SOURCE MATERIAL:

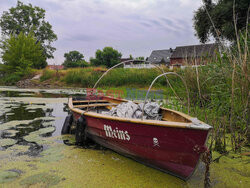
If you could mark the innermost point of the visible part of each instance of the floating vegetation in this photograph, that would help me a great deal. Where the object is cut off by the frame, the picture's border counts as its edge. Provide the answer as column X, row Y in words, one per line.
column 45, row 179
column 13, row 124
column 44, row 158
column 7, row 142
column 52, row 154
column 11, row 133
column 36, row 135
column 8, row 176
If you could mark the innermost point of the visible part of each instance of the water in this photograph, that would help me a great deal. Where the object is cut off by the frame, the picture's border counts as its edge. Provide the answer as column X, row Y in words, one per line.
column 34, row 153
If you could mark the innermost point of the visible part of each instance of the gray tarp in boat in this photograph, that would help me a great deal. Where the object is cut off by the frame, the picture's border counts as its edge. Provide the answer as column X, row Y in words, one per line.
column 132, row 110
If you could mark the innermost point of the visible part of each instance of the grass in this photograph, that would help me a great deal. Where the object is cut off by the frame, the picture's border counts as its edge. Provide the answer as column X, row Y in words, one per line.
column 87, row 77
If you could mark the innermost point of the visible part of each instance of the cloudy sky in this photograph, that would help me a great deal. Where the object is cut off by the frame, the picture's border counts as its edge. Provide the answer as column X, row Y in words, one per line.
column 131, row 26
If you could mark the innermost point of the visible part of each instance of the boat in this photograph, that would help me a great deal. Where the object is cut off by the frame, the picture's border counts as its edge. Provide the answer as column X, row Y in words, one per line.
column 173, row 144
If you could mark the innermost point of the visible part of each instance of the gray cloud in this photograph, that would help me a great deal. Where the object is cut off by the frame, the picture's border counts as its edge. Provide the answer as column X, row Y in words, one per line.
column 132, row 27
column 82, row 37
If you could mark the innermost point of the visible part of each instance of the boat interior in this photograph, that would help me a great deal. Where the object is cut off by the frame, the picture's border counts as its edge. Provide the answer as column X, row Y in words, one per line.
column 106, row 103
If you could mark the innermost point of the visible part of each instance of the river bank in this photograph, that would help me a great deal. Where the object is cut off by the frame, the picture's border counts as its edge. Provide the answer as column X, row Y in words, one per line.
column 33, row 153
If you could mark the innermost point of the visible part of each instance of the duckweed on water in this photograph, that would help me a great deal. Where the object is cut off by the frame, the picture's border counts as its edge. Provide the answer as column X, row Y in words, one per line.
column 36, row 135
column 8, row 176
column 44, row 179
column 11, row 133
column 7, row 142
column 13, row 124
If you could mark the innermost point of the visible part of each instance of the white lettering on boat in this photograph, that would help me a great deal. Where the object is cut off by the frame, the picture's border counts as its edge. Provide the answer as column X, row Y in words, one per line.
column 156, row 142
column 116, row 133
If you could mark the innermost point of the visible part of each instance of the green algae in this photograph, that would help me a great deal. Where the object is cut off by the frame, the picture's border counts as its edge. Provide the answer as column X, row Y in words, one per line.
column 8, row 176
column 11, row 133
column 78, row 167
column 7, row 142
column 36, row 135
column 46, row 179
column 47, row 123
column 52, row 154
column 13, row 124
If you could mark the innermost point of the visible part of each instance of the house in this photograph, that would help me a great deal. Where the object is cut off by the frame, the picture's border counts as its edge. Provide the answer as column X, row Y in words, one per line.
column 193, row 55
column 137, row 64
column 55, row 67
column 160, row 56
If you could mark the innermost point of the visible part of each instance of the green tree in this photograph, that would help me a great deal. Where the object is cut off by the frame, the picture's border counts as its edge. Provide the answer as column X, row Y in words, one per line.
column 74, row 59
column 140, row 58
column 20, row 53
column 107, row 57
column 221, row 14
column 26, row 19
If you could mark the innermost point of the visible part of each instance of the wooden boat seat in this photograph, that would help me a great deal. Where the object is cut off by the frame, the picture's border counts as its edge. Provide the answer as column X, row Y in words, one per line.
column 94, row 105
column 91, row 101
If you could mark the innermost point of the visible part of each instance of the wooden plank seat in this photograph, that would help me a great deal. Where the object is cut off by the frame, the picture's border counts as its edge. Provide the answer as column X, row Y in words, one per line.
column 91, row 101
column 94, row 105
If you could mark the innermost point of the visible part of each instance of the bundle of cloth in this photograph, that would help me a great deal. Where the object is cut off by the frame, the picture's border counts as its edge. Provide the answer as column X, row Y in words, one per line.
column 131, row 110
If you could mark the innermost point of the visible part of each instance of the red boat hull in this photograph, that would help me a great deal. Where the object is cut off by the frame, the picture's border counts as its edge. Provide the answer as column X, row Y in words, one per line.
column 172, row 150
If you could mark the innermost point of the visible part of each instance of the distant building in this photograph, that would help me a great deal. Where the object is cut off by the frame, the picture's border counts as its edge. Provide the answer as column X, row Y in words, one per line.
column 137, row 64
column 160, row 56
column 193, row 55
column 55, row 67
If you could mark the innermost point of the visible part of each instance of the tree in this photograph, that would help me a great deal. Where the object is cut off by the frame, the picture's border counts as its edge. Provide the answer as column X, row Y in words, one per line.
column 74, row 59
column 20, row 53
column 107, row 57
column 221, row 14
column 27, row 19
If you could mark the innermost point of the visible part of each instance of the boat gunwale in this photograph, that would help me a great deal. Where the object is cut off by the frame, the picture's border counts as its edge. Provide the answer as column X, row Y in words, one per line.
column 173, row 124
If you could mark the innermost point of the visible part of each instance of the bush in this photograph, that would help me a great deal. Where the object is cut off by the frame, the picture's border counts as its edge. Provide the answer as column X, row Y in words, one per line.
column 47, row 74
column 87, row 77
column 11, row 79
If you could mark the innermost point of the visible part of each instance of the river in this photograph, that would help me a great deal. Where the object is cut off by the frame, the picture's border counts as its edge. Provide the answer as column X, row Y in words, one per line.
column 33, row 153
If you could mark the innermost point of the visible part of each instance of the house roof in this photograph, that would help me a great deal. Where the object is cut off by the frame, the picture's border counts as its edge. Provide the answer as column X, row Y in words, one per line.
column 157, row 56
column 195, row 51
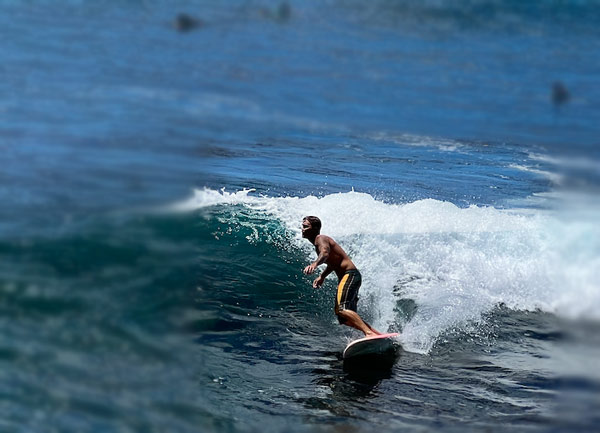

TASK PROMPT: Retype every entry word for word, but do not carry over the pictures.

RESULT:
If you could mark the innermost point of the visible part of each instance of the floating vegetation in this photograph, that would help me a great deal. Where the object is cut off by the frame, the picture's border counts as its edge. Provide the answer as column X, row Y in words, one per line.
column 45, row 179
column 13, row 124
column 44, row 158
column 7, row 142
column 52, row 154
column 11, row 133
column 36, row 135
column 8, row 176
If you could mark the innermost point of the visible part of each instance of the water in this photograph, that would help me a great deal. Where the object is cut off by the frame, the picture's border counts as its edge. Provide the answer as column X, row Y in words, one per line.
column 34, row 153
If you could mark the innermost point of the visible part of each instance of the gray tarp in boat in this photograph, that would help me a great deal. Where the object is cut off by the frame, the picture's border counts as its edge. Provide the answer as column X, row Y in words, one per line.
column 132, row 110
If you could mark the innermost point of the visible part of each instance of the grass in this photograph, that would help me a great deal. Where the object is cut off by the frame, the picture's border counts as its edge. Provide the answer as column X, row Y in words, one per line.
column 87, row 77
If you could mark the innermost point of the visible part of each instance of the cloudy sky in this photograph, that would help me a great deal. Where the object is cut off by the frame, the picture's border counts as its edge. Provide the answer as column X, row Y in words, one per line.
column 131, row 26
If you could mark the innermost point of the visible part of each instance of the boat in this photograph, that would help me a great deal. Where the object is cut off by the frame, the picture's border counts as its edge. Provide the answer as column X, row Y in words, one per line.
column 173, row 144
If you could mark the innermost point of the visible part of each instance of the gray cloud in this photograph, that would help me a great deal. Where the object is cut off by the frame, the picture's border counts as its edge. Provide the answer as column X, row Y in words, one per line.
column 132, row 27
column 82, row 37
If you could mark the innermost point of the visible part of each instance of the boat interior in this photograph, that would help me a great deal. Where the object is cut off by the frame, the picture's border counts as its edge. Provide the answer as column X, row Y in words, one per line.
column 106, row 103
If you could mark the innermost point of the visible part of each instance of the river bank in this photograph, that would help me a great deal. Where the object is cut off by the frame, the picture's border counts as its edge. Provide the answer as column X, row Y in words, one per line.
column 33, row 153
If you could mark the innermost point of the visible part of each instance of the duckweed on water in this photograph, that would help me a great deal. Where the object is cut off by the frame, the picture's border counts as its edge. Provide the answer as column X, row Y in words, one per line.
column 36, row 135
column 8, row 176
column 44, row 179
column 11, row 133
column 7, row 142
column 13, row 124
If you could mark the innermost point of the visible part of each instance of the white lettering on boat in this photograph, that would help me a great deal. Where the object is cut off by the frame, the picture's border counts as its edge. Provide the answer as column X, row Y in words, one per line.
column 156, row 142
column 116, row 133
If you could mark the innermost point of the visible part of each instance of the green algae in this photograph, that would help me a great deal. Where the object is cut off by the frame, the picture's border counts as its edge. Provide the answer as column X, row Y in words, one per line.
column 8, row 176
column 11, row 133
column 78, row 167
column 7, row 142
column 36, row 135
column 46, row 179
column 47, row 123
column 52, row 154
column 13, row 124
If you could mark the innermost point of the visible part of each instance of the house in this photograph, that would help me a great deal. Where the object is cut off by the frame, the picture's border counts as its edge. Provide the answer as column X, row Y in words, one per line.
column 193, row 55
column 137, row 64
column 55, row 67
column 160, row 56
If you could mark the innermost point of the visible part of each instance of the green tree in this photograph, that would help me a great deal. Where the object is cut off by the frame, the picture's border counts as its edge. Provide the answer as column X, row Y in words, one per line.
column 74, row 59
column 140, row 58
column 20, row 53
column 107, row 57
column 221, row 14
column 26, row 19
If you could mark the innermost point of the visible part of each instance of the wooden boat seat in this photograph, that would help me a great deal. Where the object is cut off by the frame, the picture's border counts as its edge. Provide the answer as column X, row Y in words, one per line.
column 94, row 105
column 91, row 101
If you could mark the innermost point of the visible part of each instance of the wooden plank seat in this photograph, that would help me a great deal. Where the object is cut off by the frame, the picture's border counts as its edge. Provide the answer as column X, row Y in words, one per line.
column 91, row 101
column 94, row 105
If you could mark the innermost point of the visible part of each instance of the bundle of cloth in this photograph, that would help me a great deal. Where the object is cut off by the frame, the picture's border counts as its edge. Provide the answer as column X, row Y in words, one per line.
column 131, row 110
If you could mark the innermost point of the visible part of each instance of the red boat hull in this photograph, that would help me a great deal. Where the object is cut off by the frame, the picture's border counts as its edge. Provide the answer as column X, row Y in words, one per line.
column 172, row 150
If you could mark the innermost point of the visible part of each instance of the distant building in this photograph, that would help me a great deal. Where the object is cut off by the frame, the picture's border counts as its edge. Provide the answer as column X, row Y in words, one per line.
column 137, row 64
column 160, row 56
column 193, row 55
column 55, row 67
If you could mark the innermost point of the visible part of each instance of the tree in this photograph, that would help me a great deal. Where the object is cut off by the frame, the picture's border counts as its edge. Provide the answer as column X, row Y in words, one per line.
column 74, row 59
column 20, row 53
column 107, row 57
column 221, row 14
column 27, row 19
If you could mark the innermost point of the visible part of each instance of the boat gunwale in this photograph, that would help me a great deal. Where the object is cut off by the frame, the picture's border counts as its edge. Provide the answer as column X, row Y in words, one per line.
column 173, row 124
If you could mark the innermost point of the visible part of each instance of the bush in this photograph, that would help me a great deal. Where the object is cut off by the frame, the picture's border counts as its edge. Provide the answer as column X, row Y in words, one per line.
column 47, row 74
column 87, row 77
column 11, row 79
If you could mark the innermost point of the visible part of each instance of the river in this photograph, that would help me a great deal. Where the object is cut off by the frame, the picture's border counts as its edge. Provide the answer as column X, row Y in words, one per line.
column 33, row 153
If you could mark the innermost point of the visible part of each instance of the house roof in this photograph, that would help me a great deal. Where the object is cut off by the frame, the picture's border counts as its edge. Provide the answer as column X, row Y in words, one per line.
column 157, row 56
column 195, row 51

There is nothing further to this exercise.